* Work task
Lines outside the range are not wanted. Give again exactly the lines between the line holding "Put a dot on the black cap" and the line holding "Put a dot on the crosswalk", inclusive, from the listing below.

* Data for this task
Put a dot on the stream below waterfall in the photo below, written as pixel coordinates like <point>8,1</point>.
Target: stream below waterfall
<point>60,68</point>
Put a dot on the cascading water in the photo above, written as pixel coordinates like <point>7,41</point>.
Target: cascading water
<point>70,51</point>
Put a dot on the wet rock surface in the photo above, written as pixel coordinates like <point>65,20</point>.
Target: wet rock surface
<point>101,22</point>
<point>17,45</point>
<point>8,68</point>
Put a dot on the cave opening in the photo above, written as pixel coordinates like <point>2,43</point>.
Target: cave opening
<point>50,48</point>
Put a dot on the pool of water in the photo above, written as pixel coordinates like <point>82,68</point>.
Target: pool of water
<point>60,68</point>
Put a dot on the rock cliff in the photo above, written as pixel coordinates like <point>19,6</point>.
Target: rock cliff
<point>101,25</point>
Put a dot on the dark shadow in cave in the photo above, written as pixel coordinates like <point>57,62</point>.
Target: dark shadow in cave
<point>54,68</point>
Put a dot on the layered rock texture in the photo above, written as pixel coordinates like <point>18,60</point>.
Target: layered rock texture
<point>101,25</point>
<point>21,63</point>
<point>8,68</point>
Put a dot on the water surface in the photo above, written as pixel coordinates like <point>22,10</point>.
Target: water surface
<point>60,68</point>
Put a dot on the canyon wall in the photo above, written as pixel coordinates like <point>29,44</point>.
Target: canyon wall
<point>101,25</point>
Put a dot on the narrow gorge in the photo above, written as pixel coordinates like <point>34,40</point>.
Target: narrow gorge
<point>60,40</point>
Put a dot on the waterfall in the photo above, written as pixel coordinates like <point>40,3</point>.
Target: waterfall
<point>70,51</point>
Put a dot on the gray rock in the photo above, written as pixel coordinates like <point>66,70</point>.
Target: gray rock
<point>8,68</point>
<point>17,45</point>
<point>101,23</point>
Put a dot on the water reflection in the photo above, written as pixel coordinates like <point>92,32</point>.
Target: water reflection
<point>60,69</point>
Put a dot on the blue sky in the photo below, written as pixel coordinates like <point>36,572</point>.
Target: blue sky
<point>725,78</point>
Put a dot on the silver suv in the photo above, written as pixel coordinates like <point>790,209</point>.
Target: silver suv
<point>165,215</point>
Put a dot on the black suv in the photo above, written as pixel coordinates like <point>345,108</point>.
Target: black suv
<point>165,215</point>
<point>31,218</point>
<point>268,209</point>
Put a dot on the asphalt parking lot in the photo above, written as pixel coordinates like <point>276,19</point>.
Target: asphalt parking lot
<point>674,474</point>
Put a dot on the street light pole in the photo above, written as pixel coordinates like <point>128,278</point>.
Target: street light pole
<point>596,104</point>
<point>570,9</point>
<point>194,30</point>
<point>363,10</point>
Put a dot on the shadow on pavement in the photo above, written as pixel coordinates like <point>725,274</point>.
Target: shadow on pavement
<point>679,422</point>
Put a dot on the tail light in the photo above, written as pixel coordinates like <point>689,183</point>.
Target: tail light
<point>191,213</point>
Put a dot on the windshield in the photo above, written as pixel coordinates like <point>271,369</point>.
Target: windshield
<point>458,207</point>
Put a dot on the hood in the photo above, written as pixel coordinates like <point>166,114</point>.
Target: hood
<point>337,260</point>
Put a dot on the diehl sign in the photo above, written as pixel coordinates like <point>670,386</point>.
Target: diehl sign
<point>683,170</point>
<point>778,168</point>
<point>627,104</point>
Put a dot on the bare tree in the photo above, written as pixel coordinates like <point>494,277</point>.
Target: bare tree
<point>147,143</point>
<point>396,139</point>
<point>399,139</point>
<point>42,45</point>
...
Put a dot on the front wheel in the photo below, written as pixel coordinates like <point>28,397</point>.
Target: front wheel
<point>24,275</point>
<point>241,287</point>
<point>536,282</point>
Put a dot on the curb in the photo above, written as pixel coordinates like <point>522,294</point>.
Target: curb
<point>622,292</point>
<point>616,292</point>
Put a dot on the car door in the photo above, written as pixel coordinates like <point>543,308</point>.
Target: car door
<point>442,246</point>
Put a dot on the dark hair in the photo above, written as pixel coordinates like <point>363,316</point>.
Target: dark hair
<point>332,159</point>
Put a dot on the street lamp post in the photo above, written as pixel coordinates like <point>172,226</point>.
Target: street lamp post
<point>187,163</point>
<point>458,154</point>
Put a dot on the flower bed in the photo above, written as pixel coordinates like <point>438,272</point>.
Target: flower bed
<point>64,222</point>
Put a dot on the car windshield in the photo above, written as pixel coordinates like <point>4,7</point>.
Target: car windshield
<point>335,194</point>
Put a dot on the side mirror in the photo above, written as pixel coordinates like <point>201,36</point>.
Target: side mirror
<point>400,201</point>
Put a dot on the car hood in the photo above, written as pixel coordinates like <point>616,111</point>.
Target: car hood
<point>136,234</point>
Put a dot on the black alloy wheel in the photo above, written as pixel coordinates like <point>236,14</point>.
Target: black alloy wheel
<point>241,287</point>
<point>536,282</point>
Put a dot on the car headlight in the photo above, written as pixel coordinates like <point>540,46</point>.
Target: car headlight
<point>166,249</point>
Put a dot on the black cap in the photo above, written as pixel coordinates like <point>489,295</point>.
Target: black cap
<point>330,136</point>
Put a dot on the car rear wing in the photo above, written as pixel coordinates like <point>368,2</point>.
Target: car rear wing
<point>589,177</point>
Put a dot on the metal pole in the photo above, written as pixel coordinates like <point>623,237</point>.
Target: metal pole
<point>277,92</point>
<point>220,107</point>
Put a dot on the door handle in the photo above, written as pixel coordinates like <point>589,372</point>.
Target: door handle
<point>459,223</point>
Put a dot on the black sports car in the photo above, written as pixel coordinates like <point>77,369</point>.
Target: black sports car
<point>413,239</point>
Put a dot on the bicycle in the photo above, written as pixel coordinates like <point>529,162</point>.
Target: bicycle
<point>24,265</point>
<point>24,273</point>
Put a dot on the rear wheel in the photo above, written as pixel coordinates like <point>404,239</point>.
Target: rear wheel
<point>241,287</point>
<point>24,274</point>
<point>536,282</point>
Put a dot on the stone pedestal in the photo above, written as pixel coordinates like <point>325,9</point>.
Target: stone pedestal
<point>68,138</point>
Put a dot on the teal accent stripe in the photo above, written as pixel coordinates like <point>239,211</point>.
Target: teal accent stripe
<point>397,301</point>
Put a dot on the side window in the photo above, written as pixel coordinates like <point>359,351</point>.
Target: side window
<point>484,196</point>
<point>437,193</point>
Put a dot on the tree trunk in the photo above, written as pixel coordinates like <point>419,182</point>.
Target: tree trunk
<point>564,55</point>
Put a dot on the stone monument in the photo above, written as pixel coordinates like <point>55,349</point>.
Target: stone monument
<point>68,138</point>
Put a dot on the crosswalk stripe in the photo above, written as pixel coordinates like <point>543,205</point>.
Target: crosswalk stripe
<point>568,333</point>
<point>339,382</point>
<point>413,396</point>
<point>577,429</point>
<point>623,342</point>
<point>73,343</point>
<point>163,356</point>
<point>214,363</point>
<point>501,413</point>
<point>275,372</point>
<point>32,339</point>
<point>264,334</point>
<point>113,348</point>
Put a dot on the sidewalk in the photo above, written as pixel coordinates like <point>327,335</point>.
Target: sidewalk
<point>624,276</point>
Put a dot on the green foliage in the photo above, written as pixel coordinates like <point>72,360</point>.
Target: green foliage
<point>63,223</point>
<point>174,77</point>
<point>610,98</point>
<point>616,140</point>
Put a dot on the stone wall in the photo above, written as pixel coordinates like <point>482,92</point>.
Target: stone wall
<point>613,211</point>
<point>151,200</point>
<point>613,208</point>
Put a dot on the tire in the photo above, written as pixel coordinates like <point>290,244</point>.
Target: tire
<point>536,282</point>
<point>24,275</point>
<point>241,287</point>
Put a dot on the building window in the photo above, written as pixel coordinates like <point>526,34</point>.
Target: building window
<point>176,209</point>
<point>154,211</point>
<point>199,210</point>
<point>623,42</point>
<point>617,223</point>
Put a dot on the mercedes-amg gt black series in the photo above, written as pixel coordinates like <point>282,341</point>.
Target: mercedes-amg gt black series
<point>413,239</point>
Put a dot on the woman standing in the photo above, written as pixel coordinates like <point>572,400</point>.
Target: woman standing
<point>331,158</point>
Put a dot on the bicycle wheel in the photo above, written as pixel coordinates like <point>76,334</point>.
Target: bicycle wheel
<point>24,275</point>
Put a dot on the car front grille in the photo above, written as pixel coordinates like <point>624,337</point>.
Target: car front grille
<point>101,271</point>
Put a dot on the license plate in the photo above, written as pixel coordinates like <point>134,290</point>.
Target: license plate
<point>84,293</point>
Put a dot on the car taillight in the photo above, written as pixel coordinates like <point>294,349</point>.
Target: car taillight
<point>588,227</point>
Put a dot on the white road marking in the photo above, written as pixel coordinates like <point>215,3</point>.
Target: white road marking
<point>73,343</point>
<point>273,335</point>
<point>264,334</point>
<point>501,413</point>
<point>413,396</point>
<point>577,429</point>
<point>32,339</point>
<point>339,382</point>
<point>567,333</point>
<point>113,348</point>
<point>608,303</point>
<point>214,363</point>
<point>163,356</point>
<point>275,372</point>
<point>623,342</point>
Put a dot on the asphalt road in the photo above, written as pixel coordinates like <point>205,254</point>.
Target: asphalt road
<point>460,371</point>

* Reply
Put a dot on the black cap in the photo above, written as pixel coordinates like <point>489,295</point>.
Target: black cap
<point>330,136</point>
Put a dot on the car rear wing in the photo above, written as pixel coordinates like <point>368,2</point>.
Target: car rear wing
<point>589,177</point>
Put a dot on the metal pole in the photo above, written as pixel coordinates like <point>623,237</point>.
Target: metal pole
<point>277,92</point>
<point>220,107</point>
Put a dot on the door handle in the photo above, written as pixel coordinates like <point>589,372</point>.
Target: door handle
<point>459,223</point>
Put a dot on the black sports car in the photo above, written as pixel coordinates like <point>77,369</point>.
Target: black sports car
<point>413,239</point>
Put a dot on the bicycle in the photo above, written as pixel coordinates like <point>529,162</point>.
Target: bicycle
<point>24,265</point>
<point>24,273</point>
Put a dot on the rear wheel in the photo above, written as pixel coordinates like <point>404,239</point>.
Target: rear wheel
<point>241,287</point>
<point>24,274</point>
<point>536,282</point>
Put a dot on the stone pedestal in the photo above, written as pixel coordinates like <point>325,9</point>.
Target: stone pedestal
<point>68,138</point>
Put a dot on the teal accent stripe in the photo above, written as pixel coordinates like <point>239,211</point>.
Target: teal accent stripe
<point>397,301</point>
Put a dot on the side window in the photo above, written as pixel coordinates like <point>359,351</point>.
Target: side window
<point>484,196</point>
<point>437,193</point>
Put a dot on the tree trunk in the photo above, written as pixel coordinates like <point>419,182</point>.
Target: tree trunk
<point>564,55</point>
Put a dot on the stone monument in the photo above, written as pixel coordinates like <point>55,349</point>.
Target: stone monument
<point>68,138</point>
Put a dot on the crosswalk stripe in the photo above, written as pixel coordinates like <point>543,205</point>.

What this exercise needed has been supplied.